• _TEXT_
[Start of Attachment]
Leaders of most of Myanmar’s major political parties have decided not to attend a meeting with the country’s junta-appointed election body on Friday.
The meeting will be just the second held since the military appointed all new members to the Union Election Commission (UEC) in the wake of its February 1 coup, which it staged on the pretext of alleged irregularities in last year’s election.
The first meeting, held in late February, was attended by 53 political parties, only 10 of which had won any seats in the November 2020 general election.
Major ethnic parties such as the Shan Nationalities League for Democracy (SNLD), the Arakan National Party (ANP), and the Kachin State People’s Party (KSPP) are among those that will not be in attendance on Friday.
Also absent will be the Democratic Party for a New Society (DPNS), formed in 1988, and the United Nationalities Democracy Party (UNDP), which was founded in 2019 by former members of the National League for Democracy (NLD).
The NLD, which won last year’s election by a landslide, was due to form a new government when it was ousted by the coup. Most of its leaders are now in detention or in hiding.
Aung Moe Zaw, the chair of the DPNS, said in a video uploaded to the party’s Facebook page on Wednesday that his party refused to attend the Friday meeting because it rejected the coup regime’s “illegitimate” actions. It also boycotted the previous meeting.
“We are a political party that always says we are working for the public. They are killing and arresting members of the public on a daily basis and even threatening us with arrest. I myself have been charged with incitement. I don’t think we should attend the meeting for any reason,” he said.
The longtime pro-democracy activist added that the party would continue to boycott the regime until the path to democracy is restored in the country. He also called on other political parties to stand together with the people.
“We are a political party that always says we are working for the public. They are killing and arresting members of the public on a daily basis and even threatening us with arrest. I myself have been charged with incitement. I don’t think we should attend the meeting for any reason.”
The chair of the SNLD, Sai Nyunt Lwin, told Myanmar Now that his party—which won 42 seats in last year’s election—did not even consider attending the meeting on Friday.
The SNLD, which is the largest ethnic party in the country, is more concerned with ongoing clashes and the Covid-19 pandemic, he said.
The party was also absent from the first junta-led UEC meeting in February.
The KSPP and the ANP, which both joined the February meeting, said they decided against attending this time around for a number of reasons.
“We were busy with Covid-19 issues and with our plans to relocate our party headquarters,” said KSPP central executive member Jan Hkung, adding that there was no discussion in the party about whether to accept the invitation of the military council’s UEC.
Tun Aung Kyaw, the joint secretary of the ANP, said that his party did discuss the possibility of attending the meeting, but decided against it on security grounds.
[End of Attachment]
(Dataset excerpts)
[Start of Attachment]
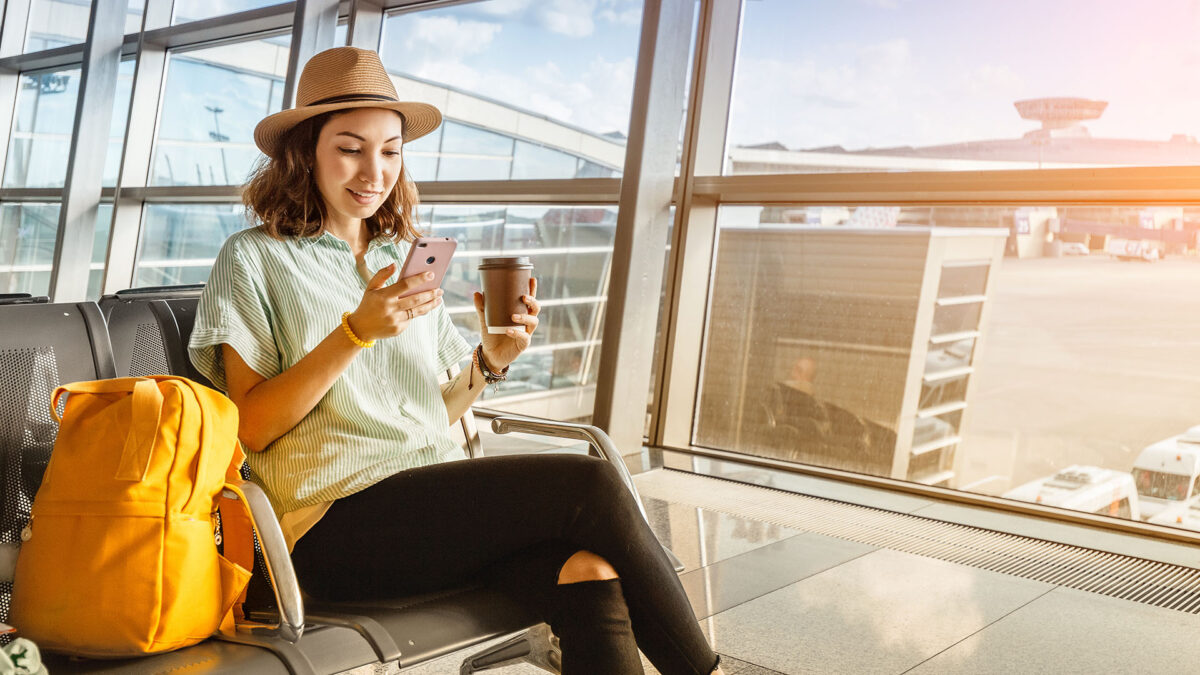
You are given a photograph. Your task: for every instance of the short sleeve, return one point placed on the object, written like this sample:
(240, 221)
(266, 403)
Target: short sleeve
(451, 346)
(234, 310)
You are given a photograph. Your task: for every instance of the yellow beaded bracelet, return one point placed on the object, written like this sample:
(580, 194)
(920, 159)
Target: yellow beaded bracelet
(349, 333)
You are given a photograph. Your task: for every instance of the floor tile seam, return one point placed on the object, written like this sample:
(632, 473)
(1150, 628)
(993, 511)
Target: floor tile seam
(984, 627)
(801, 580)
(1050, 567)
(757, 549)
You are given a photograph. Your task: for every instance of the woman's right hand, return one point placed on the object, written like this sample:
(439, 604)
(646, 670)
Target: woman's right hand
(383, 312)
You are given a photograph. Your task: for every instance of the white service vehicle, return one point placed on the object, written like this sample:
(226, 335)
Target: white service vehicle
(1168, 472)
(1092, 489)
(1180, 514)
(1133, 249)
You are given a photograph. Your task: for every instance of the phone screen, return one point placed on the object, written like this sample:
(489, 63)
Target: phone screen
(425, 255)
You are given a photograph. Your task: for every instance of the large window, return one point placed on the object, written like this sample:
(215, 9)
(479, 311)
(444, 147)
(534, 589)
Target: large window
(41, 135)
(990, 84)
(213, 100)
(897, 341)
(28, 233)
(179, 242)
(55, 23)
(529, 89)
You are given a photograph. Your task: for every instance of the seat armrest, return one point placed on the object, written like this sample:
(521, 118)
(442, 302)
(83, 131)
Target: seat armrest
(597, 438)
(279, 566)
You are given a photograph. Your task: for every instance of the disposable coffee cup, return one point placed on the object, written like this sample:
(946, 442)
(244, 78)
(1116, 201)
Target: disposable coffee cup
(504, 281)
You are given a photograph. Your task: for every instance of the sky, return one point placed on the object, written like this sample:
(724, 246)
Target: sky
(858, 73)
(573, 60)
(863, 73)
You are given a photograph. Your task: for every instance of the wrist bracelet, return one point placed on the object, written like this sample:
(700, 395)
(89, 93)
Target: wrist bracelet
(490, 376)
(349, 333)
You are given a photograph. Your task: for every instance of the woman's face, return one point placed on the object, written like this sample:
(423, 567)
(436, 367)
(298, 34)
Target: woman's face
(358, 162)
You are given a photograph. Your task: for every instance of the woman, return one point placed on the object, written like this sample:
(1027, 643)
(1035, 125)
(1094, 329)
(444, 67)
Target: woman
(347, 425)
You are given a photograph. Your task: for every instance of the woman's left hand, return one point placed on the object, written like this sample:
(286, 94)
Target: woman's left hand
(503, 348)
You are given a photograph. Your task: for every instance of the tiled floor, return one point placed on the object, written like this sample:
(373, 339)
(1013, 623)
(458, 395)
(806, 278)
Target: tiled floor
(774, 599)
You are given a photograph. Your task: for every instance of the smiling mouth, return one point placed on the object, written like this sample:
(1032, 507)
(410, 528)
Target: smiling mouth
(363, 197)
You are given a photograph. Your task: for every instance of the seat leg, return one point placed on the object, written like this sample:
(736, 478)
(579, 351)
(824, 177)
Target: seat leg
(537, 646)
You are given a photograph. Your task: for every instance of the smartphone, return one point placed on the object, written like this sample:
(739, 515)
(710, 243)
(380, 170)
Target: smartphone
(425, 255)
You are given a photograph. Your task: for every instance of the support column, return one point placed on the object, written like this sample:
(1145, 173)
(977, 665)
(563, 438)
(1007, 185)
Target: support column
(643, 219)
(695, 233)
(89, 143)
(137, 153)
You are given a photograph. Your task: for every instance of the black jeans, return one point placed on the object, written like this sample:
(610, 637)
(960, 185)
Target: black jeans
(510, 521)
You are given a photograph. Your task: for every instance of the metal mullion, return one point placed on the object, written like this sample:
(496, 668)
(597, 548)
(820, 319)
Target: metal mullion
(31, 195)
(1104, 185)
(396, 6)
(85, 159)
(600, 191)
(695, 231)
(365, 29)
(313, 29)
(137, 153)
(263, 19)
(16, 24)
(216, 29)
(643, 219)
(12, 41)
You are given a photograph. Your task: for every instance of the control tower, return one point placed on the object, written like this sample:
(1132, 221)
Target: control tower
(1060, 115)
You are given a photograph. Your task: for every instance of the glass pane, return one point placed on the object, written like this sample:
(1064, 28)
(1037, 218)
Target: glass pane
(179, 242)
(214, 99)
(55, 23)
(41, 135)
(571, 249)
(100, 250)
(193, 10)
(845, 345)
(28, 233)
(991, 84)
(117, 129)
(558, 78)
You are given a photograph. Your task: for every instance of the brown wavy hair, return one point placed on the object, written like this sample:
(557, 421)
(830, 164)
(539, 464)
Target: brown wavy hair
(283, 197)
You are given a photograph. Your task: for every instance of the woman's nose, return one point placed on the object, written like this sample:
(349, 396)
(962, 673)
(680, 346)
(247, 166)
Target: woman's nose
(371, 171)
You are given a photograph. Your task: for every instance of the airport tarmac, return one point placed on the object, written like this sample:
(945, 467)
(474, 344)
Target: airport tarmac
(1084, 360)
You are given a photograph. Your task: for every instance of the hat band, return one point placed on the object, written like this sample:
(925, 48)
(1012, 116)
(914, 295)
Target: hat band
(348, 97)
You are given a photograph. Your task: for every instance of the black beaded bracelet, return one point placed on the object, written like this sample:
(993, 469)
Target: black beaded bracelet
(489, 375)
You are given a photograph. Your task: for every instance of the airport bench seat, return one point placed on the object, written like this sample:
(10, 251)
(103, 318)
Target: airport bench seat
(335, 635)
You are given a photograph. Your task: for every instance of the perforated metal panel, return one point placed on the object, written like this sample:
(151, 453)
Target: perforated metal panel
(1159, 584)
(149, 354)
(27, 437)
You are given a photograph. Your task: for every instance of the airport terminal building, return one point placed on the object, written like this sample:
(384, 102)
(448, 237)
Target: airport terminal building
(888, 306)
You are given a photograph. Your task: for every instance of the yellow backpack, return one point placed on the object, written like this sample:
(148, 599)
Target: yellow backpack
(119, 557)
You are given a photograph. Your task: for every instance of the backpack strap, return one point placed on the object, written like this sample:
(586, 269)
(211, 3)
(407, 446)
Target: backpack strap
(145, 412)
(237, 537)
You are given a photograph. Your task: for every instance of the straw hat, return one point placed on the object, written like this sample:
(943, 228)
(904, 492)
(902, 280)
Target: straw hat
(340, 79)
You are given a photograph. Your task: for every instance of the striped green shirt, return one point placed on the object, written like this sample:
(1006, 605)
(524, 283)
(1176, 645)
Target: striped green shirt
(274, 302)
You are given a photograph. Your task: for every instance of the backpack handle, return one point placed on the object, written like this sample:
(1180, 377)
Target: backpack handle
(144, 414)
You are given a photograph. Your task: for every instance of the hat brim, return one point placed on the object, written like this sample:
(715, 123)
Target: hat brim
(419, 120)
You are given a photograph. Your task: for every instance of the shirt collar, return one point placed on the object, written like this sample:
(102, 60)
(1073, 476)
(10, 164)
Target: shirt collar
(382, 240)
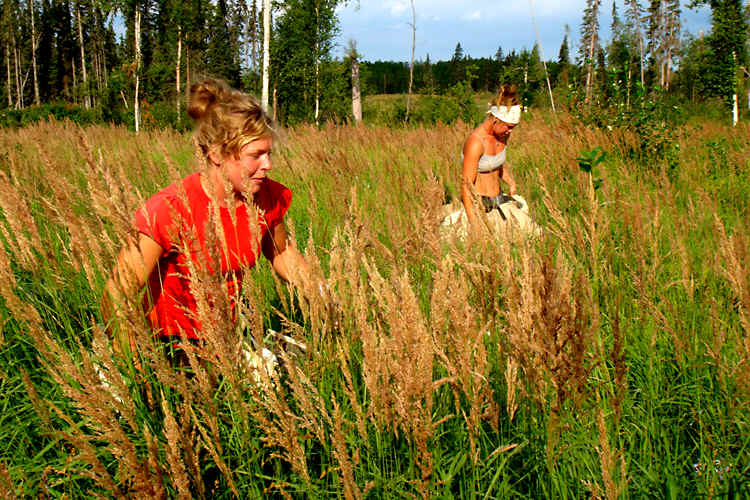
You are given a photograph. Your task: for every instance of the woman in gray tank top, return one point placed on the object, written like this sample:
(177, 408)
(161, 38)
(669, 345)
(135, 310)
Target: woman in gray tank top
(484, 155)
[End of Attachment]
• _TASK SET_
a. Which political parties does the article on the Myanmar election commission meeting name? List each one.
b. Continue the article on Myanmar's parties skipping the junta-appointed election commission meeting, starting after its last sentence.

• _RESPONSES IN ORDER_
a.
- Shan Nationalities League for Democracy (SNLD)
- Arakan National Party (ANP)
- Kachin State People's Party (KSPP)
- Democratic Party for a New Society (DPNS)
- United Nationalities Democracy Party (UNDP)
- National League for Democracy (NLD)

b.
“As we all know, even administrators have been shot in the head. And there have also been explosions,” he said.
Naw Ohn Hla, the prominent rights activist who is also vice-chair of the UNDP, declined to comment on the party’s decision not to attend, apart from noting that it made the same choice in February.
Most of the parties that attended the last meeting were allied with the military-backed Union Solidarity and Development Party, although a handful of ethnic parties also took part.
During that meeting, the junta-appointed UEC chairman announced that the results of last year’s election had been annulled over allegations of voter fraud.
In its final report on the election, however, the Asian Network for Free Elections (ANFREL) said that “the results of the 2020 elections were, by and large, representative of the will of the people of Myanmar.”
The regime has said that it will hold elections again at an unspecified time, but few observers believe that they will be free or fair.
“The junta that staged the coup appointed the people who will run the election. How can we trust them to hold a fair election?” said the leader of an ethnic party who spoke to Myanmar Now on condition of anonymity.
One of the few parties not directly connected to the military that decided to attend the meeting was the People’s Party, whose chair, Ko Ko Gyi, has been a well-known political figure since the 1988 pro-democracy uprising.
“The junta that staged the coup appointed the people who will run the election. How can we trust them to hold a fair election?”
Ko Ko Gyi declined to speak to Myanmar Now about the decision, but in a recent interview with the BBC, he said that most of the party’s members agreed with the move.
“The majority of members think we should attend the meeting to officially express the party’s political stance and our views,” he said.
However, a number of senior party members, including the party’s general secretary and Ko Ko Gyi’s longtime associate Ye Naing Aung, have resigned over the decision.
The party did not send representatives to the UEC meeting in February.